» **Opdrachten**
[1] Beantwoord de volgende vragen aan de hand van het tekstfragment over de gevel en de fietsenberging:
(a) In welke kleur baksteen wordt het volume vormgegeven?
(b) Naar de woning van welke architect wordt verwezen voor de verschijningsvorm van de gevel?
(c) Met welk artikel van de bouwcode is de fietsenberging aan de straatzijde in overeenstemming?
[2] Schrijf het tekstfragment over de gevel en de fietsenberging verder, aansluitend op de laatste zin.

Visueel-vormelijke elementen
Het volume wordt vormgegeven in een grijze baksteen, zodat dit in harmonie is met beide naburige gebouwen, voor buur nummer 76 een beige baksteen en buur nummer 72 een geschilderde beton. Voor de verschijningsvorm en architecturale uitwerking van de gevel wordt er gerefereerd naar de rechter aanpalende woning van architect Edgard Thielens. In aansluiting aan en verwijzend naar de woning nummer 72, is een contrast hier visueel aanvaardbaar met name lichtgrijs parement en geveldelen in groene gevelbeplating (rockpanel) met groen aluminium schrijnwerk.
Hinderaspecten – gezondheid – gebruiksgenot – veiligheid in het algemeen
De fietsenberging wordt aan de straatzijde voorzien. Door de voornamelijk glazen gevelpui is er voldoende interactie mogelijk tussen de leefruimte en de straat waardoor dit stedenbouwkundig aanvaardbaar is en waardoor de fietsenberging aan de straatzijde in overeenstemming is met artikel 12 van de bouwcode.

» **Aangeleverd materiaal**
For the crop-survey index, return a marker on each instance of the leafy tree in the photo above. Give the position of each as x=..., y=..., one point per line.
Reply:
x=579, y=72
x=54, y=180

» **Antwoorden**
[1]
(a) In een grijze baksteen.
(b) Naar de woning van architect Edgard Thielens.
(c) Met artikel 12 van de bouwcode.

[2]
Er wordt vastgesteld dat het raam op de 1ste verdieping op een afstand van 1,85 meter van de linker perceelgrens wordt geplaatst waardoor er een recht zicht wordt gecreëerd naar het linkerbuurperceel. In beginsel mag de vergunningverlenende overheid geen rekening houden met burgerrechtelijke aspecten bij het beoordelen van aanvragen tot stedenbouwkundige vergunning. Anderzijds doet een stedenbouwkundige vergunning deze rechten niet teniet en ontslaat de titularis van de vergunning niet om het nodige bouwrecht te bekomen. Indien zou blijken dat de aanvraag strijdig is met een contractuele verbintenis, dan blijft de vergunning onwerkzaam.
Mobiliteitsimpact (onder andere toetsing parkeerbehoefte)
Het algemene principe is dat een omgevingsvergunningsaanvraag in vele gevallen een parkeerbehoefte genereert. Om te vermijden dat de parkeerbehoefte (geheel of gedeeltelijk) wordt afgewenteld op het openbaar domein, dient het parkeren maximaal op eigen terrein te worden voorzien. Dit is het zogenaamde POET principe (Parkeren Op Eigen Terrein).
De parkeer- en stallingsnormen uit de tabel van artikel 30 van de bouwcode, herzien op 1 maart 2018, dienen te worden nageleefd bij nieuwbouw, herbouw, verbouwing, functiewijziging, volume-uitbreiding en wijzigen van het aantal wooneenheden. Wie niet op eigen terrein voorziet in de werkelijke parkeerbehoefte, dient hiervoor een compensatie te betalen.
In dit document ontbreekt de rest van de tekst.